Stated exercise -> Can you restate the records below word for word?

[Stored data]
'''
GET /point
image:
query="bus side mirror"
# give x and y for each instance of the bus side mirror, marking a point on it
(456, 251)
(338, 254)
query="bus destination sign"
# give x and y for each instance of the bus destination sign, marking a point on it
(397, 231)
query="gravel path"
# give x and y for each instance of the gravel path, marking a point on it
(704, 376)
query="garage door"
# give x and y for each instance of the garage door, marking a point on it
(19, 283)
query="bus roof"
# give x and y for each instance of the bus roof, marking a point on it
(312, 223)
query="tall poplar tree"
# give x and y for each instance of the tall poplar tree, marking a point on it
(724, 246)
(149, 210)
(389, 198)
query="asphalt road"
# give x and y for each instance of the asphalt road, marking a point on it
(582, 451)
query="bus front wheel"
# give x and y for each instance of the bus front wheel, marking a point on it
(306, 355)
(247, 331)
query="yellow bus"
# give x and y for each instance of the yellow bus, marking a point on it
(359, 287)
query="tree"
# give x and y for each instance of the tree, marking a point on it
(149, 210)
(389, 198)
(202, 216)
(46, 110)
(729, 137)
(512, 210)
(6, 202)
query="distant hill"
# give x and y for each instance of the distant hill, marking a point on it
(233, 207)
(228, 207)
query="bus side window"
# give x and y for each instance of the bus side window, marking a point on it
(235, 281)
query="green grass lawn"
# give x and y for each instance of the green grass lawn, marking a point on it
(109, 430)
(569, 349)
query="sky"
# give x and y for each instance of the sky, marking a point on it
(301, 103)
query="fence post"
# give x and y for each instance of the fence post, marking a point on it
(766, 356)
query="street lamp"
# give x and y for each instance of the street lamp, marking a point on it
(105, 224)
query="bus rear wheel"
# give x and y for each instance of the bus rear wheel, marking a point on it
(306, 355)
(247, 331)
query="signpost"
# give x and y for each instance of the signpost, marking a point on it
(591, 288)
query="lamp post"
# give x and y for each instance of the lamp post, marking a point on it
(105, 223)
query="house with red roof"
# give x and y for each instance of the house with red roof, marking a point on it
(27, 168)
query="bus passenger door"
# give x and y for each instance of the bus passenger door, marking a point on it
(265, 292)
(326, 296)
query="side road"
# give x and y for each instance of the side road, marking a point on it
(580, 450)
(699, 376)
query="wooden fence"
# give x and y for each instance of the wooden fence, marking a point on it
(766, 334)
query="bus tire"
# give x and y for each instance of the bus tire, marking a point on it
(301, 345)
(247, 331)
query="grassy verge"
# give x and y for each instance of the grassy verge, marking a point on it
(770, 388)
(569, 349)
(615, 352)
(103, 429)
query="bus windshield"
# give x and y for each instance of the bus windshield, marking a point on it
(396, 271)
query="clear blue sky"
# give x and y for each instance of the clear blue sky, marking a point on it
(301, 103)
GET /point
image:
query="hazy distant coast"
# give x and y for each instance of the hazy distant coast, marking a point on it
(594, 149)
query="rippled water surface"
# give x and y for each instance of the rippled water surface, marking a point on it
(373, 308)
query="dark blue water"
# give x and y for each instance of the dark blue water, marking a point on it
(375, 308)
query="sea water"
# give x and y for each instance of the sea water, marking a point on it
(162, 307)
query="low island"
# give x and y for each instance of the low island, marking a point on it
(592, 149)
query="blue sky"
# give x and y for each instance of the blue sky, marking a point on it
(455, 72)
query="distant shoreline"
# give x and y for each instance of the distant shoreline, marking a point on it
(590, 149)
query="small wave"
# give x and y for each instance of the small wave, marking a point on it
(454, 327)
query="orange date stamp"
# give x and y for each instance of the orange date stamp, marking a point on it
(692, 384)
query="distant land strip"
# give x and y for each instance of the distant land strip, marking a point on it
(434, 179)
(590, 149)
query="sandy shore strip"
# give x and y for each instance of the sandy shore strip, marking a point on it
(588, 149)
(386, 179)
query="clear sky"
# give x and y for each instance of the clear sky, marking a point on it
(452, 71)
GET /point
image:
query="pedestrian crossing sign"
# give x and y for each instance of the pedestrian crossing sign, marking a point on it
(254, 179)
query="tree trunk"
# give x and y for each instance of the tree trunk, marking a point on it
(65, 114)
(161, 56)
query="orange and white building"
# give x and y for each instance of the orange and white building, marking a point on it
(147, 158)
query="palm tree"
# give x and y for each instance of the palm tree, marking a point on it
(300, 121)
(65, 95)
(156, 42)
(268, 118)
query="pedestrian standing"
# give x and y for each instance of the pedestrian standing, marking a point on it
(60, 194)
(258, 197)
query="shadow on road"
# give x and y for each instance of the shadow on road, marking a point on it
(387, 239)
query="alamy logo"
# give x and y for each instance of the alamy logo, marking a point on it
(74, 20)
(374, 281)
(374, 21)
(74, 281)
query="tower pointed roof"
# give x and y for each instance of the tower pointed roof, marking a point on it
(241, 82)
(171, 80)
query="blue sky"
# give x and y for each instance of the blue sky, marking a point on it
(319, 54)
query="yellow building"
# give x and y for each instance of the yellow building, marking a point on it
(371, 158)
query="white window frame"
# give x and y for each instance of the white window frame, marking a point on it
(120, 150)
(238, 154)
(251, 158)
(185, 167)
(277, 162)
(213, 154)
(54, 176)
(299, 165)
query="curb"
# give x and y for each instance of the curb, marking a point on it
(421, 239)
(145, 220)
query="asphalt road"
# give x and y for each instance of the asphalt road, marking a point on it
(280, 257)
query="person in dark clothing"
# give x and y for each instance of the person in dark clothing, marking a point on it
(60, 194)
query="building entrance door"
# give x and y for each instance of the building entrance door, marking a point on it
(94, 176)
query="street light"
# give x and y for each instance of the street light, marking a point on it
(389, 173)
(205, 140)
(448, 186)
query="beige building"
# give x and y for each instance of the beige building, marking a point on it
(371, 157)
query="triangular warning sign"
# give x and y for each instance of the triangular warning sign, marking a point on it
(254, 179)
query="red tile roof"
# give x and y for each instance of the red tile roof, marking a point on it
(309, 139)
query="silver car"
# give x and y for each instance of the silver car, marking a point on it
'''
Answer to the problem ->
GET /point
image:
query="bus side mirror"
# give x and y for each instance of the bus side mirror, marking a point on it
(456, 251)
(338, 254)
query="bus destination sign"
# give x and y for each instance of the bus destination sign, marking a point on it
(397, 231)
query="gravel path"
# give x and y for each instance of the gravel path, marking a point on it
(704, 376)
query="garage door"
# give x and y for each instance of the garage door, marking a point on it
(19, 283)
query="bus roof"
# give x and y for each instance of the bus roof, marking a point on it
(312, 223)
query="tall poplar tree"
# give x and y for each instance of the tall poplar tree, marking a point on it
(724, 246)
(149, 210)
(389, 198)
query="asphalt road"
# give x and y for each instance of the asphalt road, marking a point on it
(582, 451)
query="bus front wheel"
# give x and y for each instance of the bus front wheel, marking a point on it
(306, 355)
(247, 331)
query="yellow bus"
# give x and y for each instance of the yellow bus, marking a point on it
(359, 287)
query="tree"
# give x and y for each instance of the tree, marking a point on it
(149, 210)
(389, 198)
(202, 216)
(46, 110)
(729, 137)
(512, 210)
(6, 202)
query="distant hill"
# give x and y for each instance of the distant hill, marking a point on it
(233, 207)
(228, 207)
query="bus side window"
# give x and y for each instance of the bus side window, marking a point on it
(235, 281)
query="green grass lawn"
# give x and y for each instance of the green grass lawn, marking a point on it
(109, 430)
(569, 349)
query="sky"
# give x and y for each instance of the sky, marking a point on it
(301, 103)
query="fence post"
# give x and y for each instance of the fence post, marking a point on it
(766, 356)
query="street lamp"
# give x and y for each instance of the street lamp, marking a point on it
(105, 224)
query="bus rear wheel"
# give x and y for each instance of the bus rear wheel, marking a point on it
(306, 355)
(247, 331)
query="signpost"
# give x and y for each instance of the signpost, marking a point on it
(591, 288)
query="lamp post"
# give x and y for each instance of the lamp post, marking a point on it
(105, 223)
query="house with red roof"
# give x and y for each instance of the house with red roof, marking a point on it
(27, 168)
query="bus passenger door"
# give x and y for each instance of the bus passenger door, marking a point on it
(265, 292)
(326, 296)
query="side road"
# give x and y for each instance of the side road, marking a point on it
(580, 450)
(699, 376)
query="wooden fence"
# give x and y for each instance of the wooden fence, marking a point on it
(766, 334)
query="bus tire"
# give x and y for each instance of the bus tire, marking a point on it
(301, 345)
(247, 331)
query="grassy verge"
# give x and y for each instance of the grassy verge, marking a point on it
(770, 388)
(569, 349)
(615, 352)
(103, 429)
query="bus windshield"
# give x and y for each instance of the bus windshield, marking a point on it
(396, 271)
query="clear blue sky"
# give x and y for each instance of the clear blue sky, marking a point on it
(301, 103)
GET /point
image:
query="hazy distant coast"
# give x and y for each instance of the hazy distant coast, marking a point on it
(594, 149)
query="rippled water surface"
# give x and y for each instance of the rippled water surface, marking a point on it
(373, 308)
query="dark blue water"
# give x and y for each instance of the dark blue water, marking a point on it
(375, 308)
query="sea water"
# give x and y for each instance of the sea water, marking a point on it
(162, 307)
query="low island"
# give x and y for each instance of the low island, marking a point on it
(592, 149)
query="blue sky"
# give x and y for each instance of the blue sky, marking a point on it
(455, 72)
query="distant shoreline"
# give x and y for each instance of the distant shoreline, marking a point on it
(590, 149)
query="small wave"
# give x and y for each instance of the small wave, marking a point on it
(454, 327)
query="orange date stamp"
# give x and y for each instance of the orange date stamp, marking a point on it
(692, 384)
query="distant land strip"
# give x and y for each instance of the distant land strip, marking a point on it
(434, 179)
(590, 149)
query="sandy shore strip"
# give x and y for each instance of the sandy shore strip, marking a point on it
(588, 149)
(386, 179)
query="clear sky"
# give x and y for each instance of the clear sky, marking a point on it
(452, 71)
GET /point
image:
query="pedestrian crossing sign"
# give x and y for each instance of the pedestrian crossing sign, marking a point on it
(254, 179)
query="tree trunk"
# give x and y for each instance of the tree trunk, marking a point on it
(65, 114)
(161, 56)
query="orange and white building"
# give x and y for each instance of the orange and white building, marking a point on it
(147, 158)
query="palm tree"
# give x and y for each instance of the palm tree, marking a point on it
(300, 121)
(65, 95)
(156, 42)
(268, 118)
query="pedestrian standing"
# give x and y for each instance of the pedestrian standing, marking a point on it
(60, 194)
(258, 197)
query="shadow on road"
# give x and y for each instance of the shadow on road, marking a point on it
(387, 239)
query="alamy logo"
# give x and y for each instance of the alamy logo, marking a point on it
(74, 20)
(374, 281)
(374, 21)
(74, 281)
query="tower pointed roof"
# give x and y for each instance of the tower pointed roof, marking a point on it
(241, 82)
(171, 80)
query="blue sky"
# give x and y for each instance of the blue sky, marking a point on it
(319, 54)
query="yellow building"
# give x and y for each instance of the yellow building, marking a point on it
(371, 158)
query="white window frame"
# give x and y for each instance of the white window frame, marking a point on it
(120, 150)
(238, 154)
(251, 158)
(185, 167)
(277, 162)
(213, 154)
(54, 176)
(299, 165)
query="curb"
# give x and y for each instance of the curb, marking a point on it
(421, 239)
(145, 220)
query="asphalt road"
# give x and y for each instance of the asphalt road, marking a point on it
(280, 257)
query="person in dark clothing"
# give x and y for each instance of the person in dark clothing, marking a point on it
(60, 194)
query="building entrance door"
# give x and y for each instance of the building entrance door, marking a point on it
(94, 176)
query="street light"
# give x and y for each instance of the street light, marking a point on it
(389, 173)
(205, 140)
(448, 186)
query="beige building"
# give x and y for each instance of the beige building, marking a point on it
(371, 157)
query="triangular warning sign"
# give x and y for each instance of the triangular warning sign, marking a point on it
(254, 179)
query="red tile roof"
# give x and y for each instance of the red tile roof, marking a point on it
(309, 139)
query="silver car"
# give x and y for each instance of the silver car, marking a point on it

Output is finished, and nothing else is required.